Short task – Rewrite these lines, substituting "one point per instance" for each "a point per instance" and leaving everything else unchanged.

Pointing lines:
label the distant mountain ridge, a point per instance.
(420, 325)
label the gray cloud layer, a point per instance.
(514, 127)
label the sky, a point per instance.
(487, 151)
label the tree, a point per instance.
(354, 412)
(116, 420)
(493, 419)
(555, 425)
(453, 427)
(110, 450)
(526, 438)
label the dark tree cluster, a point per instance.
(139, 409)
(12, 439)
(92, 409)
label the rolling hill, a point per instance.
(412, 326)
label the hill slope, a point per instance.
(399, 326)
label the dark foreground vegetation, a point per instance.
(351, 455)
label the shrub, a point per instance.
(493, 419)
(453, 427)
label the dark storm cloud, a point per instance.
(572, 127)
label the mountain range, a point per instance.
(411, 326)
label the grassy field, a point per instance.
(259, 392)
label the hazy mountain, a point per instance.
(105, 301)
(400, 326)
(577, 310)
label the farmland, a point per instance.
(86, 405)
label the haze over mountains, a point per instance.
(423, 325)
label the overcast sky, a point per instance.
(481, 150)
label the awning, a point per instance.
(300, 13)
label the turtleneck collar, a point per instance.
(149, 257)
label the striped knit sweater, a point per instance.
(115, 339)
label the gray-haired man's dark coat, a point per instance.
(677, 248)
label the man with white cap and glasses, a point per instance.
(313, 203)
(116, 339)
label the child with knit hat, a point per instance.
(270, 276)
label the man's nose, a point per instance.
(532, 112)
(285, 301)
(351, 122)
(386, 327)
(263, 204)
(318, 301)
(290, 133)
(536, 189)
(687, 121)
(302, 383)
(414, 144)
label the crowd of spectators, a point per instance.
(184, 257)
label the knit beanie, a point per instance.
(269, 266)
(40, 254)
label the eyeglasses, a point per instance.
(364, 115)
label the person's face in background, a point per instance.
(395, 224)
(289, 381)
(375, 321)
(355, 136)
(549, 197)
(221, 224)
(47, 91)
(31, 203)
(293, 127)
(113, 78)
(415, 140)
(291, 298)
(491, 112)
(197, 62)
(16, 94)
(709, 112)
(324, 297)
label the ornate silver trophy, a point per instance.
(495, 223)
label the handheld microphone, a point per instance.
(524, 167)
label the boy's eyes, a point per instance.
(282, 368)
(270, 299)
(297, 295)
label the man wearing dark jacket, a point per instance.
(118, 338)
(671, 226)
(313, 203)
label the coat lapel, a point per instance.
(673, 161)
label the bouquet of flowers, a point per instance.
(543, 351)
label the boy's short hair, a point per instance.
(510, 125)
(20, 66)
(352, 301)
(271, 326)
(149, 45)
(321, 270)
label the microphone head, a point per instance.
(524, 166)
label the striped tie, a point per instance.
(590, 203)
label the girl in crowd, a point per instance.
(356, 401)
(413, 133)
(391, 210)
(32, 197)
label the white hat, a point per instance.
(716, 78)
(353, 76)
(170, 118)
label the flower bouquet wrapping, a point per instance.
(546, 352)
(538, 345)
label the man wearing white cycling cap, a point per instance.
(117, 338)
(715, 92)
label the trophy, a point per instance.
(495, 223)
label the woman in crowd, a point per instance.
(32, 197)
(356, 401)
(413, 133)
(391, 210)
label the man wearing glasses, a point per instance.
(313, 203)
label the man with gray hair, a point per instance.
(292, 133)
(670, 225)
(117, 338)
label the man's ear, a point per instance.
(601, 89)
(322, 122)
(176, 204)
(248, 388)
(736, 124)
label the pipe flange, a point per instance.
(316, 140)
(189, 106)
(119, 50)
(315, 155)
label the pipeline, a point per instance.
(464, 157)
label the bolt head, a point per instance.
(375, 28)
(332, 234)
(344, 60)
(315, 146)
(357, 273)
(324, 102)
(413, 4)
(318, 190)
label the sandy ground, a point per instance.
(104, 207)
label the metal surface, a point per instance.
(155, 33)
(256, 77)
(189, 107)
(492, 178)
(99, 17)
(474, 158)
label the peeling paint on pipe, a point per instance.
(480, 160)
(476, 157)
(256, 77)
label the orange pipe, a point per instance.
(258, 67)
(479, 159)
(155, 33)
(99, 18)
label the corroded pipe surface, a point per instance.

Answer to this problem –
label the distant mountain ridge, one point per instance.
(420, 325)
label the gray cloud layer, one point per instance.
(514, 127)
label the sky, one point per instance.
(487, 151)
label the tree, one point per instance.
(354, 412)
(116, 420)
(493, 419)
(555, 425)
(453, 427)
(110, 450)
(526, 438)
label the dark tree cluster, one point per instance.
(139, 409)
(12, 439)
(92, 409)
label the rolling hill, one point per instance.
(412, 326)
label the hill slope, one point per instance.
(399, 326)
label the dark foreground vegetation, one point per instance.
(351, 455)
label the shrub, one point per instance.
(493, 419)
(453, 427)
label the dark storm cloud, one point per instance.
(572, 127)
label the mountain range, one point per instance.
(411, 326)
label the grassy field, one point per instance.
(259, 392)
label the hazy mountain, one point per instance.
(105, 301)
(400, 326)
(577, 310)
label the farmland, one point per instance.
(86, 405)
label the haze over mountains, one point per instance.
(423, 325)
label the overcast sky, one point per instance.
(481, 150)
label the awning, one point per instance.
(300, 13)
label the turtleneck collar, one point per instance.
(149, 257)
label the striped knit sweater, one point per instance.
(115, 339)
label the gray-haired man's dark coat, one point per instance.
(677, 248)
label the man with white cap and glasses, one point per instance.
(313, 203)
(116, 339)
label the child with knit hat, one point per instance.
(270, 276)
label the man's nose, one point per instance.
(532, 112)
(285, 301)
(351, 122)
(386, 327)
(263, 204)
(318, 301)
(290, 133)
(536, 189)
(687, 121)
(302, 383)
(414, 144)
label the crowd of spectators, one point per instance.
(184, 257)
label the knit beanie, one point per instance.
(269, 266)
(40, 254)
label the eyeglasses, one point per instance.
(364, 115)
label the person's face in background, one point per instance.
(395, 224)
(289, 381)
(375, 321)
(355, 136)
(549, 197)
(221, 224)
(47, 91)
(31, 203)
(293, 127)
(113, 78)
(415, 140)
(291, 298)
(491, 112)
(197, 62)
(16, 94)
(709, 112)
(324, 297)
label the ornate silver trophy, one point per instance.
(495, 223)
label the handheld microphone, one point per instance.
(524, 167)
label the boy's eyes, one point per instance.
(282, 368)
(270, 299)
(297, 295)
label the man wearing dark jacket, one point per instance.
(118, 338)
(671, 226)
(313, 203)
label the coat lapel, one point per instance.
(673, 161)
label the bouquet of flowers, one point per instance.
(543, 351)
label the boy's short hair, one point per instance.
(510, 125)
(20, 66)
(352, 301)
(271, 326)
(149, 45)
(321, 270)
label the microphone head, one point per instance.
(524, 166)
label the striped tie, one point per instance.
(590, 203)
label the girl in crowd, one point per instance.
(356, 401)
(413, 133)
(391, 210)
(32, 197)
label the white hat, one point per instance.
(716, 78)
(353, 76)
(170, 118)
label the flower bouquet wrapping, one point per instance.
(546, 352)
(538, 345)
label the man wearing white cycling cap, one point per instance.
(117, 338)
(715, 92)
label the trophy, one point per instance.
(495, 223)
label the woman in crowd, one point per instance.
(32, 197)
(356, 401)
(413, 133)
(391, 210)
label the man wearing glasses, one point per instance.
(313, 203)
label the man with gray hair, one point per instance.
(292, 133)
(670, 225)
(117, 338)
label the man's ear, one point per instance.
(601, 89)
(322, 122)
(176, 204)
(248, 388)
(736, 124)
label the pipe flange, one point per instance.
(316, 140)
(189, 106)
(119, 50)
(315, 155)
label the pipeline, one point per instance.
(464, 157)
label the bolt head, one point per instance.
(375, 28)
(332, 234)
(344, 60)
(315, 146)
(357, 273)
(324, 102)
(413, 4)
(318, 190)
label the sandy ground, one point per instance.
(104, 207)
label the metal surface, one point per instance.
(155, 33)
(256, 77)
(189, 107)
(492, 178)
(99, 17)
(474, 158)
label the peeling paint on pipe, one point per instance.
(480, 160)
(476, 157)
(256, 77)
label the orange pipe, one point per instance.
(258, 67)
(479, 159)
(155, 33)
(99, 18)
label the corroded pipe surface, one point per instance.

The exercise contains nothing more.